▸ TO DO:
In the WebForms discussion below, list every element that the custom components in Adobe mxml were built from, combined.
[Start TEXT TO READ]
In my opinion the worst thing about WebForms were statefulness almost everywhere and very complicated page lifecycle including the refresh of nested components. For small applications it's great, but has problems when you're trying a large, dynamic product. Composability is much easier with MVC, where you can link to controller actions instead of always depending on the way nested controls process postback events and rebuild themselves.

Exactly. I actually kinda liked the ideas behind WebForms - the ViewState thing was a clever way to shoehorn statefulness into the Web. But the abstractions in it were so leaky and brittle as to be worse-than-useless. The page lifecycle was a nightmare, data-binding was frustratingly finicky about types and parameters (and it was always a roll of the dice whether a given component would use empty strings or nulls to indicate an empty value) and so on.

Web forms was full of half-assed abstractions. Every postback it re-built your control tree and re-applied the viewstate, but any actual additions or removals of controls made in code-behind were not part of this rebuild and viewstate application, so it completely half-assed the control rebuild and thrashed its own abstraction. If you added a new control dynamically on one postback, you had to re-add it every postback, which demolishes the stateful model it presents with respect to the properties of controls.

What was wrong with it? I haven't used ASP at all (outside of some tutorial a decade or so ago), so I don't know. Curious to see if there are any pitfalls we're headed for, and if they're avoidable.

In the meantime, I'm quite excited by the idea of web-components, though the implementation is staggeringly unpleasant to look at.

Adobe Flex was also completely based on this "components" model. I would say that it is a useful approach, but as you suggest, not without its pitfalls. Adobe mxml was pretty much the same as this is: xml based markup, with custom components, these in turn implemented in a combination of mxml markup, AS3 scripts and css styles. I was a flex early adopter, and used it for some years. Later I abandoned it, mostly because I got tired of writing excessive boilerplate code in java-styled AS3, and also because html started to evolve. I can remember some tips. Please excuse my diffuse language, I am talking straight from memory.

- Avoid messy component structures. Keep component definitions simple. Use components hierarchies and keep nesting levels simple.

- On complex UIs, "application intention" can get lost in a sea of anonymous data bindings. Use good documentations practices. Avoid data binding spaghetti.

- On complex UIs, Use good planing for data binding. Because debugging it is "data binding hell".

- Know your components well. Sometimes components capabilities may differ slightly from what you are trying to accomplish. Trying to go against the components quirks, can be very expensive.

- Data binding is not the panacea. There are scenarios that are best served with other approaches.

WebForms, how I hate thee, let me count the ways.

It perverts the web's statelessness. It imposes some half-assed, hacky state via "viewstate". You have to constantly prune the amount of viewstate which controls add to a page, or you end up with 50kb of viewstate in the markup!
[End TEXT TO READ]
[Start GIVEN DATA]
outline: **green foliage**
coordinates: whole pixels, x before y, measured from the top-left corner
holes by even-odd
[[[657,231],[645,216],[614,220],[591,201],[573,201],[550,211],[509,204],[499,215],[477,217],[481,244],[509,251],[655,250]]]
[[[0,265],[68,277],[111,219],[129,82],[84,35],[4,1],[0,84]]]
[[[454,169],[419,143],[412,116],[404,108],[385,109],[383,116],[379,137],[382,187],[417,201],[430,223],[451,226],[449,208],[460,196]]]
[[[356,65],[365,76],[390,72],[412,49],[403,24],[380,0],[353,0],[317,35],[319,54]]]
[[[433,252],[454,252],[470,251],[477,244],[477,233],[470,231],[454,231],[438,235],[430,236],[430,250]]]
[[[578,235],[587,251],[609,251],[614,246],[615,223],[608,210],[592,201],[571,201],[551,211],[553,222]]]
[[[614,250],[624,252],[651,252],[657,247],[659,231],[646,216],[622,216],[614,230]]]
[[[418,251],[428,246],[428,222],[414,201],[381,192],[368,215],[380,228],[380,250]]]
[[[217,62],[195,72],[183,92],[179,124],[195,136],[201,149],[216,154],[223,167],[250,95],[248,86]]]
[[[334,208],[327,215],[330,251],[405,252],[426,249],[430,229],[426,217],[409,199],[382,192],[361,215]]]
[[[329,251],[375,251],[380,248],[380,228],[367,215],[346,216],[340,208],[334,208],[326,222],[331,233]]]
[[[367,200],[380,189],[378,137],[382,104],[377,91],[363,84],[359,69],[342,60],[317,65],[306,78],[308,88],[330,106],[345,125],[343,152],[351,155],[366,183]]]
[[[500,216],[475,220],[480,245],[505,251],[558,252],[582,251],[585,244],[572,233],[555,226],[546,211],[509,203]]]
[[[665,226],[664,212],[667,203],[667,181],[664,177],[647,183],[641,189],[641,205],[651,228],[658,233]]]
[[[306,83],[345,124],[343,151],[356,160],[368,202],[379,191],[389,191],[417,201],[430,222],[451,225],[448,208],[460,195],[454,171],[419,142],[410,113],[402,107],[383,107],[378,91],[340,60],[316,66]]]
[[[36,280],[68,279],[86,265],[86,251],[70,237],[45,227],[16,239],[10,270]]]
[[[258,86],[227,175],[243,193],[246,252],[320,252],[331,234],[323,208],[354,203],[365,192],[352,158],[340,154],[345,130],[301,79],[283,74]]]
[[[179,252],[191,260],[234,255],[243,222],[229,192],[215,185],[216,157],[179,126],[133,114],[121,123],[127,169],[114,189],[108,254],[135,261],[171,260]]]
[End GIVEN DATA]
[Start GIVEN DATA]
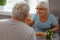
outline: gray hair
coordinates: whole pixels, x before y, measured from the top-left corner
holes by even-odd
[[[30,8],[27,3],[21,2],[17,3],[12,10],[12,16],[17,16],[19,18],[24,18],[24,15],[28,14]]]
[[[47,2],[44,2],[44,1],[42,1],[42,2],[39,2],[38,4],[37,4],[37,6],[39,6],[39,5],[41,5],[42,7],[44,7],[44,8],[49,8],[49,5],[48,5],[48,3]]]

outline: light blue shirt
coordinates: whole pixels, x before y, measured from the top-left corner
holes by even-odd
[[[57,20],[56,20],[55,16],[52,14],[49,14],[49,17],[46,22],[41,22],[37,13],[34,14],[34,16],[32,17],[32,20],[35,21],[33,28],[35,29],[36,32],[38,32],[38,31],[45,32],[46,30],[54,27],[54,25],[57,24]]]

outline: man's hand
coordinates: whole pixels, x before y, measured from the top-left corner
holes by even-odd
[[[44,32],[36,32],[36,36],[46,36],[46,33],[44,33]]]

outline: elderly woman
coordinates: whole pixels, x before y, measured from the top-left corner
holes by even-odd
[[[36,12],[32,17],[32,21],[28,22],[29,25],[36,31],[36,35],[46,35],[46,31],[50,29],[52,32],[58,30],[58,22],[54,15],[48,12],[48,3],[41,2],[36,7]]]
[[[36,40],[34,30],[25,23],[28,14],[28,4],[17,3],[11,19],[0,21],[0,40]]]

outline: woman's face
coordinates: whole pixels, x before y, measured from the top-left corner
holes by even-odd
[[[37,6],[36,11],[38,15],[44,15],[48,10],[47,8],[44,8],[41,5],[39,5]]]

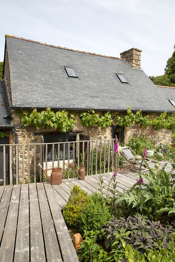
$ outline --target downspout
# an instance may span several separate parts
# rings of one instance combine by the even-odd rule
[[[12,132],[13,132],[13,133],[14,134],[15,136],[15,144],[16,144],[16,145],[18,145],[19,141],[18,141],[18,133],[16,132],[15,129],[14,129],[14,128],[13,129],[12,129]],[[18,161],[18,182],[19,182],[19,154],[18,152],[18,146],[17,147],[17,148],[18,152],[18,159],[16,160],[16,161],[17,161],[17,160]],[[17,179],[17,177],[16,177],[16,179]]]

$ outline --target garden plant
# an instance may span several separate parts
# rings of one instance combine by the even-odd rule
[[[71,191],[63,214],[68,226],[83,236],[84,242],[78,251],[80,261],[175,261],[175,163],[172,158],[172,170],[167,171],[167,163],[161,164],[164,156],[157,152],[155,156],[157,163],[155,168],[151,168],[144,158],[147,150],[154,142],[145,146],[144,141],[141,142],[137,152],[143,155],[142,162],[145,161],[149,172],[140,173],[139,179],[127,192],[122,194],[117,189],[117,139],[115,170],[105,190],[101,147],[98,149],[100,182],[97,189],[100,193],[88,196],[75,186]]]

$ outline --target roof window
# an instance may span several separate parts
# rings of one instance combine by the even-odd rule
[End GIVEN DATA]
[Start GIVEN DATA]
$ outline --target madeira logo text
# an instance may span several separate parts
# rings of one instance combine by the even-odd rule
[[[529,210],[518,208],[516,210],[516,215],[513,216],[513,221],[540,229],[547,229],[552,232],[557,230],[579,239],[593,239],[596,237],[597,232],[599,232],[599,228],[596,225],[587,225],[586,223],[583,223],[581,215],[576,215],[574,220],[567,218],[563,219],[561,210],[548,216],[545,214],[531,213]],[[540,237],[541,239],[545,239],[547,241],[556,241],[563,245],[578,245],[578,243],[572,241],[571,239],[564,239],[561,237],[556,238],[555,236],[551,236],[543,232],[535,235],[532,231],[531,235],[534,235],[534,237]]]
[End GIVEN DATA]
▸ EXPECTED OUTPUT:
- mxml markup
- AS3 scripts
- css styles